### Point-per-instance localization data
=======

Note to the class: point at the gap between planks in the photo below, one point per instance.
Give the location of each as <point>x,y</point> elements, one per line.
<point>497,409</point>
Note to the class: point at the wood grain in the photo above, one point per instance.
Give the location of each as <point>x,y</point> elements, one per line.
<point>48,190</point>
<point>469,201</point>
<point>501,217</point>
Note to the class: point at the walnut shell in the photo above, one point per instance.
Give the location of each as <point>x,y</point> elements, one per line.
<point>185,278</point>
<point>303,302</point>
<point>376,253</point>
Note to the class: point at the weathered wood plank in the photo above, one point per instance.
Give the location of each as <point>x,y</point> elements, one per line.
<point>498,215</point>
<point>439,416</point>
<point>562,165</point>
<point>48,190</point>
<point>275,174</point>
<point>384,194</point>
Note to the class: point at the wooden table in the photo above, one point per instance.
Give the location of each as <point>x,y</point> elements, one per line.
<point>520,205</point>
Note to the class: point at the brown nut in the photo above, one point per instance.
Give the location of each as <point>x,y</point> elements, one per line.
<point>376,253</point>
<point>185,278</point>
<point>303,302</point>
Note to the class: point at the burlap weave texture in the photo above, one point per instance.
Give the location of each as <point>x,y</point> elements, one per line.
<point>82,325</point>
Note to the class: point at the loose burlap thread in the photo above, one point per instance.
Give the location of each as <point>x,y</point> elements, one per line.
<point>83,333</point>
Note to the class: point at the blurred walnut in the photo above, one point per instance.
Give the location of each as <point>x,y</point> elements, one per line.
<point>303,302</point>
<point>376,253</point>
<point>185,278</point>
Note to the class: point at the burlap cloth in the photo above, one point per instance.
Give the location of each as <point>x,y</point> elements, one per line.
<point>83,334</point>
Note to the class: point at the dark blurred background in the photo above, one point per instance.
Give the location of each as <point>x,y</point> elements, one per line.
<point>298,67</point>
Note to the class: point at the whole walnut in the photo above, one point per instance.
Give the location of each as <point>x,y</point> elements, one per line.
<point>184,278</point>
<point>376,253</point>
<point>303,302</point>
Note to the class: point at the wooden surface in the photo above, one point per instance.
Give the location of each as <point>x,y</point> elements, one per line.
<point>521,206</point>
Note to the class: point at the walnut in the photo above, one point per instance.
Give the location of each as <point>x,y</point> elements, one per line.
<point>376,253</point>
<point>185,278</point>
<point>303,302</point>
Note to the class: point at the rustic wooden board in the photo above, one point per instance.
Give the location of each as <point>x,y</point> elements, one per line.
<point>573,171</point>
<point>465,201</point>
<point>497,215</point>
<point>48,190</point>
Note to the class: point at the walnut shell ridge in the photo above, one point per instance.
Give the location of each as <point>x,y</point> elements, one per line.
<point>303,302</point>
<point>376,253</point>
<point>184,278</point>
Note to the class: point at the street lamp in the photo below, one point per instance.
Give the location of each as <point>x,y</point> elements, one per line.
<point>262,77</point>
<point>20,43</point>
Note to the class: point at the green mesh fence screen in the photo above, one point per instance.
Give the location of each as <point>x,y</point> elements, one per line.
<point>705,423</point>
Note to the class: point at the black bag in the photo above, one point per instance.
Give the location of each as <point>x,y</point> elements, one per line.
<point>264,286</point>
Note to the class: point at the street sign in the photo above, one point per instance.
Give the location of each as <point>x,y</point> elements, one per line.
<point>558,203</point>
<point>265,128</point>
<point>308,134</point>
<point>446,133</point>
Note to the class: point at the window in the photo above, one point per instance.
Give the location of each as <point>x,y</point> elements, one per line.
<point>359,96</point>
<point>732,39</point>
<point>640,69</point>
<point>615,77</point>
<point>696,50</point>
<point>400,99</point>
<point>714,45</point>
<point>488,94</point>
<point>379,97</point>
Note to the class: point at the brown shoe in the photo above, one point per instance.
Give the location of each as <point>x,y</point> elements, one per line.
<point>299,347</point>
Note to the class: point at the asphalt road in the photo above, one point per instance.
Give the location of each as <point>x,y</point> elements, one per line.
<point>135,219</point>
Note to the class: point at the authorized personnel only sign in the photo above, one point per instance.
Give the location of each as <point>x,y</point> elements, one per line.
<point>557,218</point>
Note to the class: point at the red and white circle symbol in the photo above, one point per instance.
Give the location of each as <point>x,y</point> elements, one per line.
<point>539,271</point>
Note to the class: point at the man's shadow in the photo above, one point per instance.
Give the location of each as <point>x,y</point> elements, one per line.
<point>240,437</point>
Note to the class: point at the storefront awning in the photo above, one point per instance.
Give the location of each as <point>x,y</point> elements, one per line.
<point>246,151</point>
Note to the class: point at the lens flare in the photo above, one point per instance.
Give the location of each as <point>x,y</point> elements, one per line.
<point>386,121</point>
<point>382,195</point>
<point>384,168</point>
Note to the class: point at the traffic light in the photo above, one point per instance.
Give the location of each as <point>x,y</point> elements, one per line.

=======

### TASK
Copy out each line of the data containing the string "brown".

### COMPLETED TASK
Note to the class: point at the brown nut in the photo above, one point per instance.
Note to the class: point at the brown shoe in the photo above, one point per instance.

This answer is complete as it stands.